*What needs to be done*
From the text on Tika release channels, reproduce the part that opens with the words containing "Release Artifacts: What" and closes with "deps for them.".

Release Artifacts: What Goes Where

A 4.x Tika release publishes to three channels, each with a different audience:

Channel URL Audience

Maven Central

https://repo1.maven.org/maven2/org/apache/tika/

Java consumers adding Tika to a Maven / Gradle build. Get lean basic jars plus pom + sources-jar + javadoc-jar. Maven resolves transitive deps for them.

Apache dist

https://downloads.apache.org/tika/<version>/

Humans downloading runnable archives or drop-in plugin zips. No Maven involved. Want fat / self-contained artifacts.

Docker Hub

apache/tika, apache/tika-grpc

Container deployers. Get a ready-to-run image with parsers + plugins bundled (the "kitchen sink" by default).

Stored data
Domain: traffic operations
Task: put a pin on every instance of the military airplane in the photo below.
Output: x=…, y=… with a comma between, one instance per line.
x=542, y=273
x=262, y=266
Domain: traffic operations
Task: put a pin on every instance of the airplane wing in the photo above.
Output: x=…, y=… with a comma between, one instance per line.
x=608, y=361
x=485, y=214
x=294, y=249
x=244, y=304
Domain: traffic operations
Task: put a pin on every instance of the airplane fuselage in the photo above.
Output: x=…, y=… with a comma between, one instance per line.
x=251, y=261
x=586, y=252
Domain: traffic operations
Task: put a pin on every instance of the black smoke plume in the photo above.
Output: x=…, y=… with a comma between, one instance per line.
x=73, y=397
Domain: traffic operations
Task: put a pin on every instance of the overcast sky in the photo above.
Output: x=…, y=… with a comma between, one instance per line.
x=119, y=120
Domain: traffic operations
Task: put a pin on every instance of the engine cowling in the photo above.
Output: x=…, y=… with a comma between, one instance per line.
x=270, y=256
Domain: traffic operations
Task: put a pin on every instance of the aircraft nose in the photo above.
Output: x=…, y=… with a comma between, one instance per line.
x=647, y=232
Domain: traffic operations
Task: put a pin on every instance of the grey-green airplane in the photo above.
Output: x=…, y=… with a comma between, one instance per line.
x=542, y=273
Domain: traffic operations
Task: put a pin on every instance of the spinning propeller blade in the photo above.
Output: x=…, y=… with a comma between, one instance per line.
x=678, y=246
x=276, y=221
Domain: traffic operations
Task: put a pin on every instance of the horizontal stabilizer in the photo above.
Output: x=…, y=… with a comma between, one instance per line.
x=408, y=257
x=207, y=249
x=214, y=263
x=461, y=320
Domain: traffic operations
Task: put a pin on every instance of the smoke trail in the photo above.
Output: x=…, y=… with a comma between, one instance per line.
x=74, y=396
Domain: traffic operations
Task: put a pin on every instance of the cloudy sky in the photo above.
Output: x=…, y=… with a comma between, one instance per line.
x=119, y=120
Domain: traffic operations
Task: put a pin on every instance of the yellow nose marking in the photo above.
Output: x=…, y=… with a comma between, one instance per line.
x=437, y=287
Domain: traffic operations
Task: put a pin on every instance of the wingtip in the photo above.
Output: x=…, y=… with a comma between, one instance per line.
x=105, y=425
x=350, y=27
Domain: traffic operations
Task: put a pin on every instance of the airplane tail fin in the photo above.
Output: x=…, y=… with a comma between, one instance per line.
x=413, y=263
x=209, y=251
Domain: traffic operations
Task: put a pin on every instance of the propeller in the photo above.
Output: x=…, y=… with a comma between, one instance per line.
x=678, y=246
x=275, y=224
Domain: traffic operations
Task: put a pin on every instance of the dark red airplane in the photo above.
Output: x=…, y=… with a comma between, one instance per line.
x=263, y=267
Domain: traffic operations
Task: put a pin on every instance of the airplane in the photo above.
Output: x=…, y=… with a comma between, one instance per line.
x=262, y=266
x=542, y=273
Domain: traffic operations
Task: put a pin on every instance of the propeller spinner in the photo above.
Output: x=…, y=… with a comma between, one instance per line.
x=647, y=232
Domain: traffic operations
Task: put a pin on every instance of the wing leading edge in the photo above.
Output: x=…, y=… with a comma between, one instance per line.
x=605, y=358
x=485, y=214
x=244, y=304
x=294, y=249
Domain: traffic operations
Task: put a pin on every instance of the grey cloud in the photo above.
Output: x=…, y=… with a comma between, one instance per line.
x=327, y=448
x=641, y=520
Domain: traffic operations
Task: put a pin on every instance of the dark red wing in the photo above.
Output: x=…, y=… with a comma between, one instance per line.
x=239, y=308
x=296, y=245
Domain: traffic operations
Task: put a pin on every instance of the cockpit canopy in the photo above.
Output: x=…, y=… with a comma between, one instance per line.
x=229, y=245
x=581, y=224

*Final result*
Release Artifacts: What Goes Where

A 4.x Tika release publishes to three channels, each with a different audience:

Channel URL Audience

Maven Central

https://repo1.maven.org/maven2/org/apache/tika/

Java consumers adding Tika to a Maven / Gradle build. Get lean basic jars plus pom + sources-jar + javadoc-jar. Maven resolves transitive deps for them.